> [Activity list]
A. In the passage on understanding the Bible, reproduce the portion starting with "Yes and no." and going on through "of the Bible.", substituting "bishop" for "pastor".
B. According to the Irenaeus quotation in the passage on understanding the Bible, list every adverb describing how the Scriptures can be understood.
───── Reading text
Is the Bible difficult to understand?
Yes and no.
Around AD 185, Irenaeus of Lyons wrote, “The entire Scriptures, the prophets, and the Gospels, can be clearly, unambiguously, and harmoniously understood by all, although all do not believe them” (Against Heresies 2.27.3). But that famous pastor was describing a particular kind of student who was “devoted to piety and the love of truth,” who would “eagerly meditate upon those things which God has . . . subjected to our knowledge.” Such a student of Scripture would “make advancement in acquaintance with them, rendering the knowledge of them easy to him by means of daily study” (2.27.1). The flip side of this is that the impious, the lazy, and those who fail to accept the limitations of our knowledge would not achieve even the basic level of proficiency in his or her understanding of the Bible.
Over a hundred years earlier, the apostle Peter gave us a similar warning about understanding Scripture. With reference to Paul’s writings, he said, “Some things [are] hard to understand, which the untaught and unstable distort, as they do also the rest of the Scriptures, to their own destruction” (2 Peter 3:16).
──────────
───── Information supplied
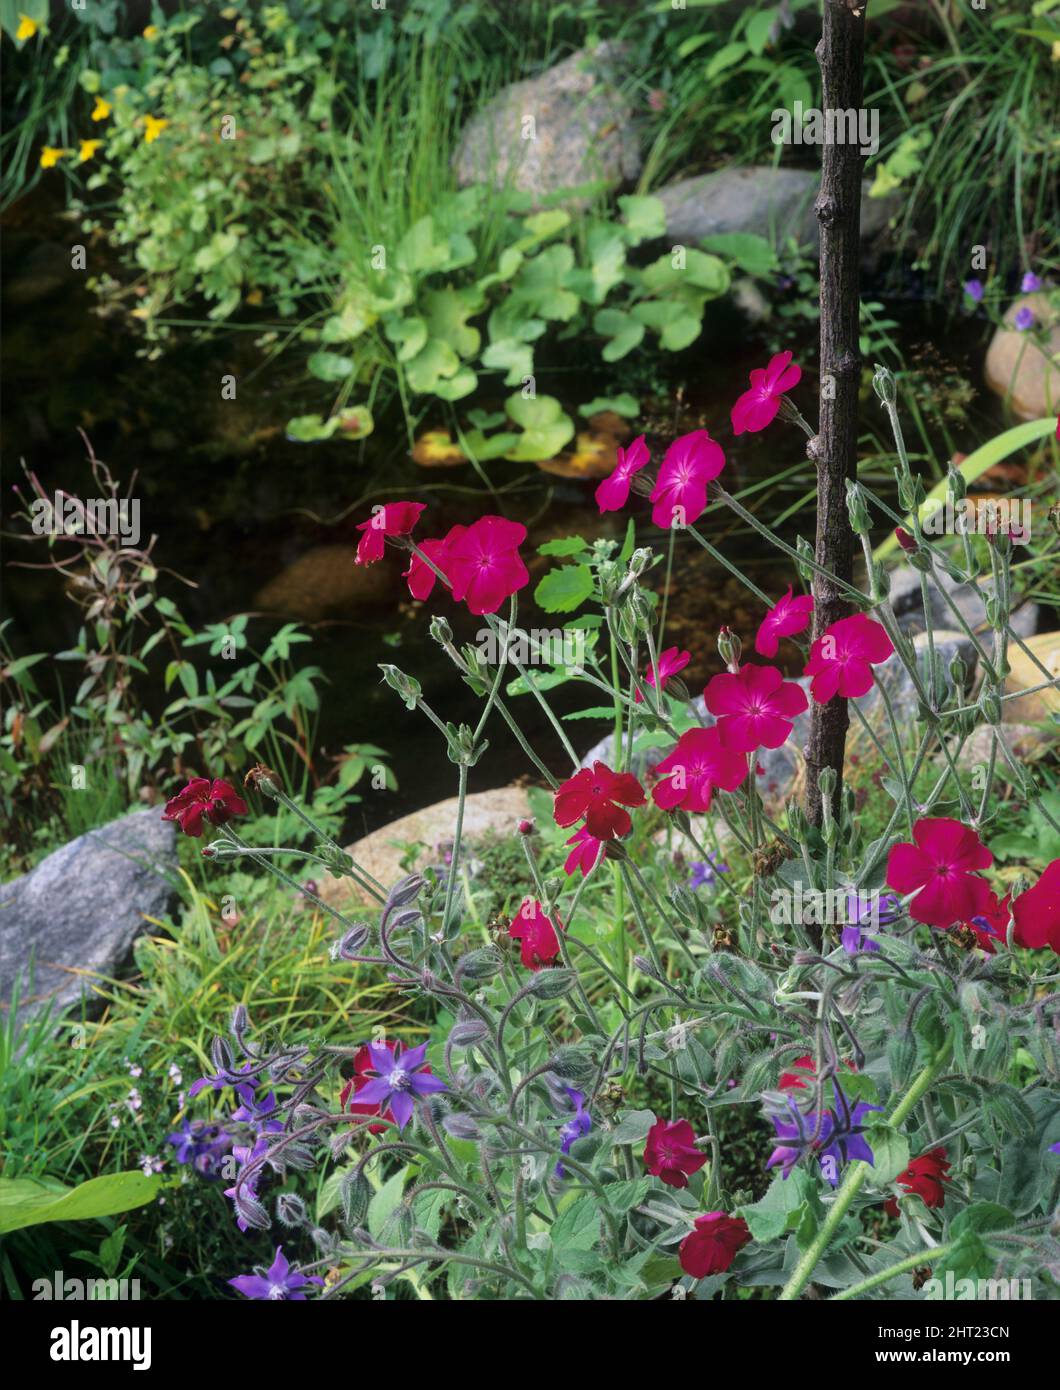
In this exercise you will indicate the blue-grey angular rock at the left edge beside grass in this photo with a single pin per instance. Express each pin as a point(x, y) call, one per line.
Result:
──────────
> [Responses to the tasks]
A.
Yes and no.
Around AD 185, Irenaeus of Lyons wrote, “The entire Scriptures, the prophets, and the Gospels, can be clearly, unambiguously, and harmoniously understood by all, although all do not believe them” (Against Heresies 2.27.3). But that famous bishop was describing a particular kind of student who was “devoted to piety and the love of truth,” who would “eagerly meditate upon those things which God has . . . subjected to our knowledge.” Such a student of Scripture would “make advancement in acquaintance with them, rendering the knowledge of them easy to him by means of daily study” (2.27.1). The flip side of this is that the impious, the lazy, and those who fail to accept the limitations of our knowledge would not achieve even the basic level of proficiency in his or her understanding of the Bible.

B. clearly, unambiguously, harmoniously